Consignes
- A) Pouvez-vous transcrire fidèlement le passage du texte sur l'énonciation qui commence à « Pour Greimas, installer » et se termine à « des sujets quelconques. » ?
- B) Pourriez-vous reprendre le texte sur l'énonciation après sa dernière phrase et en écrire la suite ?

Texte fourni
※

1. Les procédures qui permettent d'installer la personne : "je".
"Je" mais aussi "ici" et "maintenant" (catégorie de la personne, de l'espace, du temps) sont les déictiques (ou indicateurs pour E. Benvéniste), c'est-à-dire des éléments linguistiques qui font référence à l'instance de l'énonciation et à ses coordonnées spatio-temporelles.
Appelés embrayeurs (schifter pour R. Jakobson) ils permettent de passer du plan de l'énonciation à celui de l'énoncé. Les embrayeurs sont des pronoms, des démonstratifs, mais aussi des définis, des noms propres autrement dit tout ce qui concourt à créer l'illusion énonciative (retour au sujet) et l'illusion référentielle (retour à l'objet). C'est l'opposition je, ici, maintenant / non-je, non-ici, non-maintenant qui permet à E. Benvéniste de fonder sa distinction entre récit et discours.
2. A.J. Greimas fait la distinction entre les actants de la communication et les actants de l'énoncé (ou de la narration). Le narrateur est l'un des actants de la communication (il suppose le narrataire, deuxième terme du couple, comme l'énonciateur suppose l'énonciataire).
Pour Greimas, installer un "je" dans le discours suppose une procédure double : d'abord le débrayage puis l'embrayage, au terme de laquelle on obtient l'énonciation énoncée ou rapportée (simulacre de l'énonciation). "Je" suppose en effet "non-je", "ici", un "non-ici", "maintenant" un "non-maintenant".
S'il s'agit de projeter dans le discours les actants de l'énonciation, un "je" qui représente le narrateur, on opère d'abord un débrayage énonciatif. S'il s'agit de projeter dans le discours les actants de l'énoncé on opère d'abord un débrayage énoncif. Dans le premier cas, on obtient des récits en "je", dans le second, on obtient des narrations qui sont des sujets quelconques.
On peut expliquer par une série de débrayages et d'embrayages internes successifs la présence de séquences dialoguées dans un récit. Mais pour ces discours du 2e (ou 3e degré...) on propose de remplacer le couple narrateur/narrataire qui convient à l'ensemble du récit conçu comme une communication par le couple interlocuteur/interlocutaire qui vise à reproduire la communication au moyen de dialogues à l'intérieur du récit.

※

Extraits du corpus
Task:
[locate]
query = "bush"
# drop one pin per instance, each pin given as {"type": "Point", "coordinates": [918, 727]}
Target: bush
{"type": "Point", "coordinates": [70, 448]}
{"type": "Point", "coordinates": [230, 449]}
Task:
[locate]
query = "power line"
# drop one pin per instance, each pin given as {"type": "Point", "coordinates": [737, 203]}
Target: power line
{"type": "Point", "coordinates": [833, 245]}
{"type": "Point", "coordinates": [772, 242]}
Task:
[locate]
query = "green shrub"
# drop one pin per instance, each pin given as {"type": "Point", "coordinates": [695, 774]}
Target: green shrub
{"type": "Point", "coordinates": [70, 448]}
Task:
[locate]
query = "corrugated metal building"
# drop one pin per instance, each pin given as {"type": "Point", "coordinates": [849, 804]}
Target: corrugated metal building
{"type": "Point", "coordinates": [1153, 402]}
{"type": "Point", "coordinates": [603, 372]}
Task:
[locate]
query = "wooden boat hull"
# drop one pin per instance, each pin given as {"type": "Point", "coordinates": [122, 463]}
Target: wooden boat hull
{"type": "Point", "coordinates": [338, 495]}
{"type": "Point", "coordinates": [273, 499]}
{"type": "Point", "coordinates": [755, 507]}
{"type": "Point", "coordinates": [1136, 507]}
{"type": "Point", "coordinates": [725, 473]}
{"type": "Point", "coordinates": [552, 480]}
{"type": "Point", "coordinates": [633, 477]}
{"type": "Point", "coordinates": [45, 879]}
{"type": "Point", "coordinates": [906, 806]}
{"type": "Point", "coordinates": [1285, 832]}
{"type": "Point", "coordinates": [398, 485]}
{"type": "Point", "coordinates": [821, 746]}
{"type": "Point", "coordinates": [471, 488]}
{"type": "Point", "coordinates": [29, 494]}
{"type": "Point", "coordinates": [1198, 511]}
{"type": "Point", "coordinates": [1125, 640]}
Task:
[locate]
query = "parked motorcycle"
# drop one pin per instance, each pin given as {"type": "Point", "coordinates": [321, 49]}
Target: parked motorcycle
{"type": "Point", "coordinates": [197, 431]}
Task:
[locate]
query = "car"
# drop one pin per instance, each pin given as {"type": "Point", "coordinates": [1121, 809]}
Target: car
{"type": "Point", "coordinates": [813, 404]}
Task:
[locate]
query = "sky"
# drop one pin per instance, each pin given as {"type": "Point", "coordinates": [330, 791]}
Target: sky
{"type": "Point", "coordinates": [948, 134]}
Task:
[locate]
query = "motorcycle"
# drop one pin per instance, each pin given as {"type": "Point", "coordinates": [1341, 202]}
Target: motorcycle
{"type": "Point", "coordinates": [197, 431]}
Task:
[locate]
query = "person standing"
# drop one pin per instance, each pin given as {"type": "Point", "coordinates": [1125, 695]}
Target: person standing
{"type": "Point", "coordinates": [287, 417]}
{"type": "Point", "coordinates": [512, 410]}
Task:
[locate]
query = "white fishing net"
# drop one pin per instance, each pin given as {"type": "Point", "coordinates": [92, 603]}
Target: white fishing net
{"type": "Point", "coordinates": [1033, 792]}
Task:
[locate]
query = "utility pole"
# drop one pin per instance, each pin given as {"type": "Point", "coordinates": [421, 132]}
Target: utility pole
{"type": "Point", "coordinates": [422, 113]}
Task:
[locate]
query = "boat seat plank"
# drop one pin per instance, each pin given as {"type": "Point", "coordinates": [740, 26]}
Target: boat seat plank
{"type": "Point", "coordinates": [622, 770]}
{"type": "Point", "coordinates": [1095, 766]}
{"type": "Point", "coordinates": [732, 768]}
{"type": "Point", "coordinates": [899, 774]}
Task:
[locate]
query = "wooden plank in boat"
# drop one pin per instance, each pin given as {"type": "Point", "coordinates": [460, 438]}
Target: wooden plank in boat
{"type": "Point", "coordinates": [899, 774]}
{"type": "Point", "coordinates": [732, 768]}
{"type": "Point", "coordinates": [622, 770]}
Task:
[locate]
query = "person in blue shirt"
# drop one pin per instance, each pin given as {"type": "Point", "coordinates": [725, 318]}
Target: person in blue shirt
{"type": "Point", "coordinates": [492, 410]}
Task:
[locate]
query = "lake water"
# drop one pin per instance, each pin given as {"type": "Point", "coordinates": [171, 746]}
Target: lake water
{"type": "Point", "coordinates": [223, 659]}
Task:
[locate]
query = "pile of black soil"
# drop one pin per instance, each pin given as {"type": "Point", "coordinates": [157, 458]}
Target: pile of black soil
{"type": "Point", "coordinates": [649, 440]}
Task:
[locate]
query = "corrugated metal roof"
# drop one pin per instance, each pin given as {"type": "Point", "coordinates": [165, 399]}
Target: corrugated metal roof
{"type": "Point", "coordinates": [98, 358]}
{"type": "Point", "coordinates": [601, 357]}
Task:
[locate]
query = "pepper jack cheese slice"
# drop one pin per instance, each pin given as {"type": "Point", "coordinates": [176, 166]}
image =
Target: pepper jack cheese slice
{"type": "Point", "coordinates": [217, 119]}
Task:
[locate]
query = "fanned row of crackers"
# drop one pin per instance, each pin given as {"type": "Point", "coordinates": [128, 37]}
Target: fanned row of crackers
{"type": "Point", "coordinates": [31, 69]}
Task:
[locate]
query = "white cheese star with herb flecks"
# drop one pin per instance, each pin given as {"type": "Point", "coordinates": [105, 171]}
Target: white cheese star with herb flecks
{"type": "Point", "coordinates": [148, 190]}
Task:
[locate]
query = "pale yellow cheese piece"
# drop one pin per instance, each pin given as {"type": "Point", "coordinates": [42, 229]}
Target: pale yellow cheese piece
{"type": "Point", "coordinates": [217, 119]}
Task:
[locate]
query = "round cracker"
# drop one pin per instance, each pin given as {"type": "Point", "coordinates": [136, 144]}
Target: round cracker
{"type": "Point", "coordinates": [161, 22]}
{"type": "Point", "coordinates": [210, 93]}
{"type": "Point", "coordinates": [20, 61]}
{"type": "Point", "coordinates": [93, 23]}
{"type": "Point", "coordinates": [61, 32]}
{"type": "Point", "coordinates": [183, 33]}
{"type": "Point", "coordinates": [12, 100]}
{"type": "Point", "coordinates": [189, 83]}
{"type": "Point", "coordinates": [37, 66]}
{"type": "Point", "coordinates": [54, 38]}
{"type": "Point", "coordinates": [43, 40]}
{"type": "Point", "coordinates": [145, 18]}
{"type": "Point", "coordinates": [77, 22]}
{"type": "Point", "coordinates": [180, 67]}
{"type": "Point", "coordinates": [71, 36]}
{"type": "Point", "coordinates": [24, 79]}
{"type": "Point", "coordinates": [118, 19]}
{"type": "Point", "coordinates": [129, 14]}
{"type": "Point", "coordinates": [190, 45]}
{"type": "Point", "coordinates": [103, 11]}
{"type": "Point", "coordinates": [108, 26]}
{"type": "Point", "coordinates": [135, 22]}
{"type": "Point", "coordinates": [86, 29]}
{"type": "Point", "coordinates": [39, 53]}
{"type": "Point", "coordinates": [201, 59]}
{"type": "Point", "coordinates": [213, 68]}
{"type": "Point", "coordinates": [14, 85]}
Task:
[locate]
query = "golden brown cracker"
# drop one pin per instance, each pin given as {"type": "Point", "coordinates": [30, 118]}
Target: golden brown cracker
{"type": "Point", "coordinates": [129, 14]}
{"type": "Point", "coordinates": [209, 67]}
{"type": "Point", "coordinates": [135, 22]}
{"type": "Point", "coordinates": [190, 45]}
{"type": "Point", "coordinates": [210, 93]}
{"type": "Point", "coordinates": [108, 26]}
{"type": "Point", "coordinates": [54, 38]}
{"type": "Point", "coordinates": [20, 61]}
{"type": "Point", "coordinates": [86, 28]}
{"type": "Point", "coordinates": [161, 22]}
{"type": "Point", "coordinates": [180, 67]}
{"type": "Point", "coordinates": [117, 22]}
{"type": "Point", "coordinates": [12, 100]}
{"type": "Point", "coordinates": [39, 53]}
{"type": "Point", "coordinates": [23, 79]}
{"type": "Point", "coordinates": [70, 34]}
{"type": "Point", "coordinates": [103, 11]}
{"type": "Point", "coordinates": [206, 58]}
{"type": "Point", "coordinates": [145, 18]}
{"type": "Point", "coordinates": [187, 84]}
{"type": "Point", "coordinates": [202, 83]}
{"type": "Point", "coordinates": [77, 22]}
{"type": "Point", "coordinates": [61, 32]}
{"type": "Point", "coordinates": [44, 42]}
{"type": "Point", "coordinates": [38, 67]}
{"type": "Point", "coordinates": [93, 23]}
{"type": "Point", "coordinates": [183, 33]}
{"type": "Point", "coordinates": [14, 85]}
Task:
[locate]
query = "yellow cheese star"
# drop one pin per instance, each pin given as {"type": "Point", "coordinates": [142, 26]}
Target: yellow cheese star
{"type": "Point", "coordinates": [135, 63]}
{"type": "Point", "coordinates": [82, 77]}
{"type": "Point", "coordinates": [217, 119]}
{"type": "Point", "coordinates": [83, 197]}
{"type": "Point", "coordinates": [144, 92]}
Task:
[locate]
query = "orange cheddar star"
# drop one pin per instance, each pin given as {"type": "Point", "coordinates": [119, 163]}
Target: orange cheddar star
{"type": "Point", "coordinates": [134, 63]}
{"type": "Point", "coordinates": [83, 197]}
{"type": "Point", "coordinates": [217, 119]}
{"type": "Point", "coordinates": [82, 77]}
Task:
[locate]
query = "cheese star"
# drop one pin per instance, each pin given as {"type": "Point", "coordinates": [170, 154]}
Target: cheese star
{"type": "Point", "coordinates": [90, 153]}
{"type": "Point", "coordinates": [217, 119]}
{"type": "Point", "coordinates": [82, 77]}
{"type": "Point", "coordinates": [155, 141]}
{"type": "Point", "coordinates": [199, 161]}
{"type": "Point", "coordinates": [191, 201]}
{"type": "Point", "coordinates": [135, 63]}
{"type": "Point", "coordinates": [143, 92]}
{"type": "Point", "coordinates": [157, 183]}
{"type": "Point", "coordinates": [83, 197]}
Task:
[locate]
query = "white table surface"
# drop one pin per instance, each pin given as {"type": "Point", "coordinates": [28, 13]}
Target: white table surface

※

Corrigés
- A)
Pour Greimas, installer un "je" dans le discours suppose une procédure double : d'abord le débrayage puis l'embrayage, au terme de laquelle on obtient l'énonciation énoncée ou rapportée (simulacre de l'énonciation). "Je" suppose en effet "non-je", "ici", un "non-ici", "maintenant" un "non-maintenant".
S'il s'agit de projeter dans le discours les actants de l'énonciation, un "je" qui représente le narrateur, on opère d'abord un débrayage énonciatif. S'il s'agit de projeter dans le discours les actants de l'énoncé on opère d'abord un débrayage énoncif. Dans le premier cas, on obtient des récits en "je", dans le second, on obtient des narrations qui sont des sujets quelconques.

- B)
3. Le débrayage cognitif. Il paraît important de rappeler ce concept greimassien, préalable à l'étude du statut sémiotique du narrateur. Parallèlement au débrayage actantiel (non-je, je), au débrayage temporel (non-maintenant, maintenant), au débrayage spatial (non-ici, ici) il présuppose un débrayage cognitif qui intéresse cette fois non les actants de la communication mais les actants de l'énoncé (ou de la narration). Deux types d'actants de la narration correspondent aux deux dimensions de la narration :le sujet pragmatique pour la dimension pragmatique (la dimension de l'action) et le sujet cognitif pour la dimension cognitive. Les sujets cognitifs sont selon Greimas "tantôt des producteurs tantôt des interprètes des significations" et le débrayage cognitif permet d'instaurer un écart entre la position cognitive de l'énonciateur, du producteur et celle soit des actants de la narration, soit du narrateur.. Plusieurs cas peuvent être envisagés :
- le sujet cognitif se confond avec le sujet pragmatique
- le sujet cognitif est autonome (l'informateur par exemple doté d'un savoir total ou partiel)
- le sujet cognitif est implicite : l'actant observateur (notion de point de vue) ou de focalisation
- le sujet cognitif est aussi le narrateur (ou le narrataire).
Cette notion d'actant cognitif nous paraît importante bien qu'assez mal formalisée : elle aborde la problèmatique de la narration propre au genre romanesque à savoir non seulement qui parle ? mais aussi qui voit ? et qui sait ?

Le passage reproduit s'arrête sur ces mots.